Objective – Copy out the records below word for word, starting at the line that contains "I need to know—whereabouts is the building" and continuing through the final line of the records, with both of those lines included.

Provided data –
--- Start ---

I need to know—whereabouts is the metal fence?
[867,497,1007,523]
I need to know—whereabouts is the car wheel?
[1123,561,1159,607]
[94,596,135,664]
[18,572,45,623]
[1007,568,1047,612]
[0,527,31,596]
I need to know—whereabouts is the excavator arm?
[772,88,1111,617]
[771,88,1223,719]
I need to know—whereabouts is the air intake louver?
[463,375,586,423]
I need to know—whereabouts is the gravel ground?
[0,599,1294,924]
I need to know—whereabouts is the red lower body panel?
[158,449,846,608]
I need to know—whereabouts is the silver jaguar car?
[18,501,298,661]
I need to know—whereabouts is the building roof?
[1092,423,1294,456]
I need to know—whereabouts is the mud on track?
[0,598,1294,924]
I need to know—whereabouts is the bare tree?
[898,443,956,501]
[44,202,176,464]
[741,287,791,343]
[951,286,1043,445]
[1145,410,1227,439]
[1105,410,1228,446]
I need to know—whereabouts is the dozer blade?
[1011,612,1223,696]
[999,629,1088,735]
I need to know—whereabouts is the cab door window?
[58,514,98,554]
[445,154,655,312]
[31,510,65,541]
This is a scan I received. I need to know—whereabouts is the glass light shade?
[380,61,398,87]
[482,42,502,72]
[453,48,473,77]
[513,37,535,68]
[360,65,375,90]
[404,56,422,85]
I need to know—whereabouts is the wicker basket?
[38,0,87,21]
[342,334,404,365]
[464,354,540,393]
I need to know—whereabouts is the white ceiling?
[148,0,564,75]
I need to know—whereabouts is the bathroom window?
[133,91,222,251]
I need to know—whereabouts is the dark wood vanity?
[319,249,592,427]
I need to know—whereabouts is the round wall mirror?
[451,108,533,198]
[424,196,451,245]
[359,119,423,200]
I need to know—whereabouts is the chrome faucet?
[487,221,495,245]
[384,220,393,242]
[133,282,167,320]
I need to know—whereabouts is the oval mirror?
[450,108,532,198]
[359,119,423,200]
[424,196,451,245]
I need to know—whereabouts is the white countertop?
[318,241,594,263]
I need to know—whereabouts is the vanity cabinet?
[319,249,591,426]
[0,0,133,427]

--- End ---

Problem solution –
I need to know—whereabouts is the building roof?
[1092,423,1294,456]
I need to know—whereabouts is the mud on track?
[0,598,1294,924]
I need to know—whereabouts is the bare tree?
[898,443,956,501]
[44,202,176,464]
[741,287,791,343]
[951,286,1043,445]
[1145,410,1227,439]
[1105,410,1228,446]
I need to know—whereabouts is the dozer blade?
[1011,612,1223,696]
[999,629,1088,735]
I need to know—whereabouts is the cab door window?
[58,514,98,554]
[445,154,655,312]
[31,510,65,541]
This is a scan I received. I need to know—whereabouts is the glass light shade?
[380,61,398,87]
[482,42,502,72]
[453,48,473,77]
[513,37,535,68]
[360,65,375,90]
[404,56,422,85]
I need to know—whereabouts is the wicker basket?
[38,0,87,21]
[342,334,404,365]
[464,354,540,393]
I need to know—whereabouts is the white ceiling?
[148,0,564,75]
I need to know—whereabouts is the bathroom window?
[133,91,222,251]
I need to know—whereabouts is the dark wood vanity?
[319,249,592,427]
I need to know—whereabouts is the round wall mirror?
[451,108,533,198]
[424,196,451,245]
[359,119,423,200]
I need to know—whereabouts is the chrome faucet?
[487,221,495,245]
[384,220,393,242]
[133,282,167,320]
I need to know—whereabouts is the oval mirror?
[450,108,532,198]
[359,119,423,200]
[424,196,451,245]
I need to know—whereabouts is the white countertop?
[318,241,594,263]
I need to know—whereabouts is the vanity cabinet?
[319,249,591,426]
[0,0,133,427]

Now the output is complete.